** Tugas yang Dikerjakan **
1. Menurut teks tentang hak imunitas advokat, hak apa yang melekat pada profesi advokat?
2. Terjemahkan kalimat berikut dari teks tentang hak imunitas advokat ke dalam bahasa Inggris: "International Bar Association (IBA) Standards for Independence of Legal Profession lebih luas mendefinisikan bahwa advokat tidak hanya kebal dari tuntutan hukum secara pidana dan perdata, tetapi juga administratif, ekonomi, intimidasi, dan lain sebagainya dalam melaksanakan tugas profesinya membela dan memberi nasihat hukum kepada kliennya secara sah."

** Teks Bacaan **

Untuk mewujudkan kekuasaan kehakiman yang bebas dari segala campur tangan dan pengaruh dari luar, maka memerlukan profesi Advokat yang bebas, mandiri, dan bertanggung jawab, agar terselenggaranya suatu peradilan yang jujur, adil, dan memiliki kepastian hukum bagi semua pencari keadilan dalam menegakkan hukum, kebenaran, keadilan, dan hak asasi manusia.  Seorang advokat harus dapat merasakan kebebasan sebagai bagian pekerjaannya, dia tidak merasa takut dan tidak merasa terikat kepada suatu kekuasaan yang mengintervensi inheren dengan hak kebebasan tersebut, oleh karena itu pada profesi ini melekat hak imunitas advokat . Dalam hukum internasional dikenal ada tiga ketentuan yang berhubungan dengan masalah hak imunitas advokat, yaitu:

  1. Basic Principles on The Rule of Lawyers, yang menyatakan bahwa pemerintah wajib menjadi advokat dalam menjalankan tugas profesinya bebas dari segala bentuk intimidasi dan intervensi, termasuk tuntutan secara hukum.
  2. International Bar Association (IBA) Standards for Independence of Legal Profession lebih luas mendefinisikan bahwa advokat tidak hanya kebal dari tuntutan hukum secara pidana dan perdata, tetapi juga administratif, ekonomi, intimidasi, dan lain sebagainya dalam melaksanakan tugas profesinya membela dan memberi nasihat hukum kepada kliennya secara sah.

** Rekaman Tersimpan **
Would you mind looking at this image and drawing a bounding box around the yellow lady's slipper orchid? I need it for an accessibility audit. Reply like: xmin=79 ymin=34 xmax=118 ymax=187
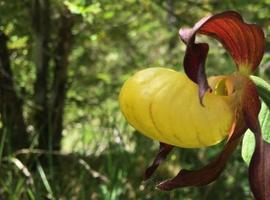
xmin=119 ymin=11 xmax=270 ymax=200
xmin=119 ymin=68 xmax=235 ymax=148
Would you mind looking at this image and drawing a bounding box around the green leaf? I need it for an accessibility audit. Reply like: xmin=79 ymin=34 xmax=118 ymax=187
xmin=250 ymin=76 xmax=270 ymax=107
xmin=242 ymin=76 xmax=270 ymax=165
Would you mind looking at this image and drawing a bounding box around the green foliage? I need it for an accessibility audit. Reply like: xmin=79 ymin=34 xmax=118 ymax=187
xmin=242 ymin=76 xmax=270 ymax=165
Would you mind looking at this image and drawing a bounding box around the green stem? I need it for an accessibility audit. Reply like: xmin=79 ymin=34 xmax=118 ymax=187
xmin=250 ymin=76 xmax=270 ymax=108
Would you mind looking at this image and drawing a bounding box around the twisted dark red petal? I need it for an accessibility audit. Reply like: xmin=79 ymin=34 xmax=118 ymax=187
xmin=179 ymin=11 xmax=265 ymax=102
xmin=243 ymin=77 xmax=270 ymax=200
xmin=144 ymin=142 xmax=173 ymax=180
xmin=184 ymin=43 xmax=210 ymax=105
xmin=157 ymin=124 xmax=246 ymax=191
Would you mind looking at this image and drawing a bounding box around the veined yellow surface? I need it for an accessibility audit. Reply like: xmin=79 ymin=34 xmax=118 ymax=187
xmin=119 ymin=68 xmax=234 ymax=148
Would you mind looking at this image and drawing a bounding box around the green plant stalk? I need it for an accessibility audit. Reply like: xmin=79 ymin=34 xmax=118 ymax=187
xmin=250 ymin=76 xmax=270 ymax=108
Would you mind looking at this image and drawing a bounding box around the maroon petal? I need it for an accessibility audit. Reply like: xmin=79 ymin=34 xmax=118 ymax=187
xmin=239 ymin=77 xmax=270 ymax=200
xmin=184 ymin=43 xmax=210 ymax=105
xmin=179 ymin=11 xmax=265 ymax=102
xmin=249 ymin=129 xmax=270 ymax=200
xmin=157 ymin=126 xmax=246 ymax=190
xmin=179 ymin=11 xmax=265 ymax=71
xmin=144 ymin=142 xmax=173 ymax=180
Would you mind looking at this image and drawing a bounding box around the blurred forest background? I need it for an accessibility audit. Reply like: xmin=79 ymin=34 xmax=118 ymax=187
xmin=0 ymin=0 xmax=270 ymax=200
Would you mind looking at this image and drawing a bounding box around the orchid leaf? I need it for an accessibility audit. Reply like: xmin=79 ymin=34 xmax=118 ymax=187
xmin=250 ymin=76 xmax=270 ymax=108
xmin=242 ymin=97 xmax=270 ymax=165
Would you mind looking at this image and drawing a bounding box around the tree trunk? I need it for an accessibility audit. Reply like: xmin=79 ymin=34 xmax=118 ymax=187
xmin=32 ymin=0 xmax=50 ymax=149
xmin=0 ymin=32 xmax=28 ymax=153
xmin=51 ymin=8 xmax=73 ymax=150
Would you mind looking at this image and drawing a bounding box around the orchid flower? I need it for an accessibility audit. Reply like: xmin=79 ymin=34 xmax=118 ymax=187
xmin=119 ymin=11 xmax=270 ymax=200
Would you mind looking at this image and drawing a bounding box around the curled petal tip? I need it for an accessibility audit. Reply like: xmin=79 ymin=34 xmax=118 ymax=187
xmin=143 ymin=142 xmax=173 ymax=181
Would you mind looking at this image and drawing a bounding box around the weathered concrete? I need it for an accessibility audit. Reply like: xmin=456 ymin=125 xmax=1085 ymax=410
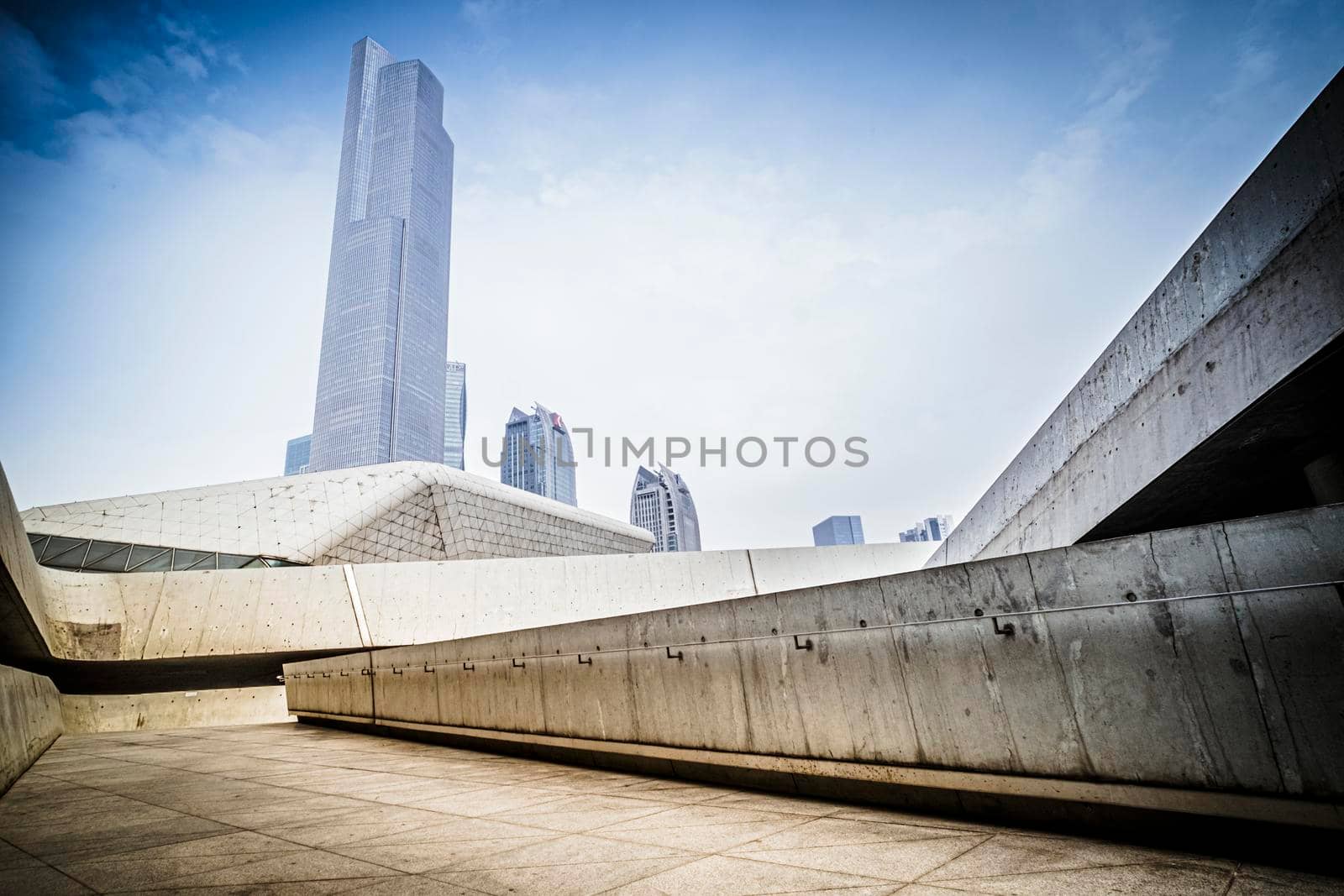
xmin=285 ymin=506 xmax=1344 ymax=826
xmin=0 ymin=666 xmax=65 ymax=794
xmin=929 ymin=66 xmax=1344 ymax=565
xmin=23 ymin=462 xmax=654 ymax=569
xmin=0 ymin=462 xmax=932 ymax=730
xmin=60 ymin=685 xmax=293 ymax=733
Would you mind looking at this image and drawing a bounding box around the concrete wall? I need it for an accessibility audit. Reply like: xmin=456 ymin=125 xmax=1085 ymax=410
xmin=285 ymin=505 xmax=1344 ymax=824
xmin=60 ymin=685 xmax=293 ymax=733
xmin=929 ymin=68 xmax=1344 ymax=565
xmin=0 ymin=666 xmax=63 ymax=794
xmin=31 ymin=544 xmax=932 ymax=670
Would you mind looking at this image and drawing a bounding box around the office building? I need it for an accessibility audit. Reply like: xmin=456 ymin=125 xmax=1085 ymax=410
xmin=630 ymin=464 xmax=701 ymax=551
xmin=900 ymin=516 xmax=952 ymax=542
xmin=285 ymin=432 xmax=313 ymax=475
xmin=309 ymin=38 xmax=453 ymax=471
xmin=500 ymin=405 xmax=578 ymax=506
xmin=444 ymin=361 xmax=466 ymax=470
xmin=811 ymin=516 xmax=863 ymax=548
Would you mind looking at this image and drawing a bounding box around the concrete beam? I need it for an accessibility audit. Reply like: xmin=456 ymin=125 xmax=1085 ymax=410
xmin=929 ymin=68 xmax=1344 ymax=565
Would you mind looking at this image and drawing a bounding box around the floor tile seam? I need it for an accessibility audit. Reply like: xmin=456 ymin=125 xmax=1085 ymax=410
xmin=723 ymin=854 xmax=946 ymax=893
xmin=103 ymin=874 xmax=410 ymax=896
xmin=567 ymin=854 xmax=708 ymax=896
xmin=481 ymin=800 xmax=677 ymax=827
xmin=59 ymin=851 xmax=301 ymax=893
xmin=596 ymin=813 xmax=816 ymax=849
xmin=910 ymin=834 xmax=999 ymax=884
xmin=919 ymin=853 xmax=1236 ymax=884
xmin=0 ymin=837 xmax=98 ymax=893
xmin=422 ymin=837 xmax=706 ymax=885
xmin=724 ymin=831 xmax=1011 ymax=859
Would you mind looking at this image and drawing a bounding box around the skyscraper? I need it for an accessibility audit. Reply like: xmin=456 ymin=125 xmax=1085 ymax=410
xmin=444 ymin=361 xmax=466 ymax=470
xmin=285 ymin=434 xmax=313 ymax=475
xmin=500 ymin=405 xmax=580 ymax=506
xmin=900 ymin=516 xmax=952 ymax=542
xmin=811 ymin=516 xmax=863 ymax=548
xmin=630 ymin=464 xmax=701 ymax=551
xmin=309 ymin=38 xmax=453 ymax=471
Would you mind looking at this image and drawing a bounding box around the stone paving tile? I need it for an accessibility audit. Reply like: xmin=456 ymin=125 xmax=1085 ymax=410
xmin=8 ymin=724 xmax=1344 ymax=896
xmin=925 ymin=834 xmax=1236 ymax=884
xmin=601 ymin=856 xmax=895 ymax=896
xmin=428 ymin=858 xmax=685 ymax=896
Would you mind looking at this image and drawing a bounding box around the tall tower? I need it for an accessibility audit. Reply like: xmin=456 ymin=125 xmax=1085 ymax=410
xmin=444 ymin=361 xmax=466 ymax=470
xmin=307 ymin=38 xmax=453 ymax=471
xmin=811 ymin=516 xmax=863 ymax=548
xmin=630 ymin=464 xmax=701 ymax=551
xmin=500 ymin=405 xmax=580 ymax=506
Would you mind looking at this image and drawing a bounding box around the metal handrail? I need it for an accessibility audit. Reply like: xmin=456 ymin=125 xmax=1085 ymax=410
xmin=276 ymin=579 xmax=1344 ymax=681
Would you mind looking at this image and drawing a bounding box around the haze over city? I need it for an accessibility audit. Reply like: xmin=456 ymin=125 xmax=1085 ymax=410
xmin=0 ymin=3 xmax=1344 ymax=548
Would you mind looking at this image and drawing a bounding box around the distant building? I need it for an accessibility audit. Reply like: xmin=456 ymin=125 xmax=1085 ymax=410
xmin=500 ymin=405 xmax=580 ymax=506
xmin=444 ymin=361 xmax=466 ymax=470
xmin=900 ymin=516 xmax=952 ymax=542
xmin=630 ymin=464 xmax=701 ymax=551
xmin=285 ymin=434 xmax=313 ymax=475
xmin=811 ymin=516 xmax=863 ymax=548
xmin=311 ymin=38 xmax=453 ymax=471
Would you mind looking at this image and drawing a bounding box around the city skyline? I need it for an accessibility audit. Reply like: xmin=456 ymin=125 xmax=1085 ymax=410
xmin=307 ymin=38 xmax=453 ymax=471
xmin=630 ymin=464 xmax=701 ymax=552
xmin=500 ymin=403 xmax=580 ymax=506
xmin=811 ymin=516 xmax=864 ymax=548
xmin=0 ymin=3 xmax=1341 ymax=548
xmin=444 ymin=361 xmax=466 ymax=470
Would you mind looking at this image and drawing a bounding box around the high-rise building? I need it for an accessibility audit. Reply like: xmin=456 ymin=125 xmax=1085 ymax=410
xmin=309 ymin=38 xmax=453 ymax=471
xmin=630 ymin=464 xmax=701 ymax=551
xmin=811 ymin=516 xmax=863 ymax=548
xmin=500 ymin=405 xmax=580 ymax=506
xmin=285 ymin=434 xmax=313 ymax=475
xmin=900 ymin=516 xmax=952 ymax=542
xmin=444 ymin=361 xmax=466 ymax=470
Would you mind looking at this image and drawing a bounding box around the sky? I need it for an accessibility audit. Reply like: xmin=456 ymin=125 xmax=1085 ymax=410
xmin=0 ymin=0 xmax=1344 ymax=548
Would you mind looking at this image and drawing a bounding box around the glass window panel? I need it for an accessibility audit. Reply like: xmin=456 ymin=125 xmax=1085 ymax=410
xmin=126 ymin=544 xmax=168 ymax=569
xmin=130 ymin=548 xmax=172 ymax=572
xmin=172 ymin=548 xmax=211 ymax=569
xmin=83 ymin=544 xmax=130 ymax=572
xmin=85 ymin=542 xmax=130 ymax=569
xmin=42 ymin=535 xmax=89 ymax=560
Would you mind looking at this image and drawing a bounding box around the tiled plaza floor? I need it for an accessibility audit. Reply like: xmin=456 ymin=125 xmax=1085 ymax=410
xmin=0 ymin=724 xmax=1344 ymax=896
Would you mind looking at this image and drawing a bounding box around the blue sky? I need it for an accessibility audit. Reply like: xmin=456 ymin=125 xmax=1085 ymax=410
xmin=0 ymin=2 xmax=1344 ymax=547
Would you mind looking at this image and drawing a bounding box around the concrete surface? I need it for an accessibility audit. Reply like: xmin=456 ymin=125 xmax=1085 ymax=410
xmin=285 ymin=505 xmax=1344 ymax=827
xmin=0 ymin=724 xmax=1341 ymax=896
xmin=0 ymin=666 xmax=63 ymax=795
xmin=60 ymin=685 xmax=293 ymax=733
xmin=929 ymin=68 xmax=1344 ymax=565
xmin=0 ymin=464 xmax=932 ymax=730
xmin=23 ymin=462 xmax=654 ymax=564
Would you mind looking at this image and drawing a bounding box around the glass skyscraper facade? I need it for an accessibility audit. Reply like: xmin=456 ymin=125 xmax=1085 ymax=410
xmin=630 ymin=464 xmax=701 ymax=552
xmin=285 ymin=435 xmax=313 ymax=475
xmin=500 ymin=405 xmax=580 ymax=506
xmin=811 ymin=516 xmax=863 ymax=548
xmin=900 ymin=516 xmax=952 ymax=542
xmin=444 ymin=361 xmax=466 ymax=470
xmin=309 ymin=38 xmax=453 ymax=471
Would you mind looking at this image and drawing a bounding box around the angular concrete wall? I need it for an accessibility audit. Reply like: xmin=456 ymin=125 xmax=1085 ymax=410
xmin=285 ymin=505 xmax=1344 ymax=825
xmin=0 ymin=666 xmax=65 ymax=794
xmin=929 ymin=74 xmax=1344 ymax=565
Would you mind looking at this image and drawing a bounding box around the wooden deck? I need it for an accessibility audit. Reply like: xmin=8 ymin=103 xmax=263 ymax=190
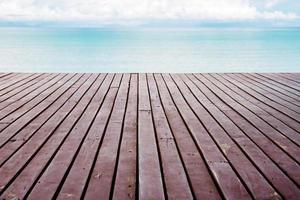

** Jawaban Tiap Tugas **
1. Hak imunitas advokat melekat pada profesi advokat.

2. The International Bar Association (IBA) Standards for Independence of Legal Profession define more broadly that advocates are immune not only from criminal and civil legal action, but also from administrative and economic action, intimidation, and so on, in carrying out their professional duties of defending and giving legal advice to their clients lawfully.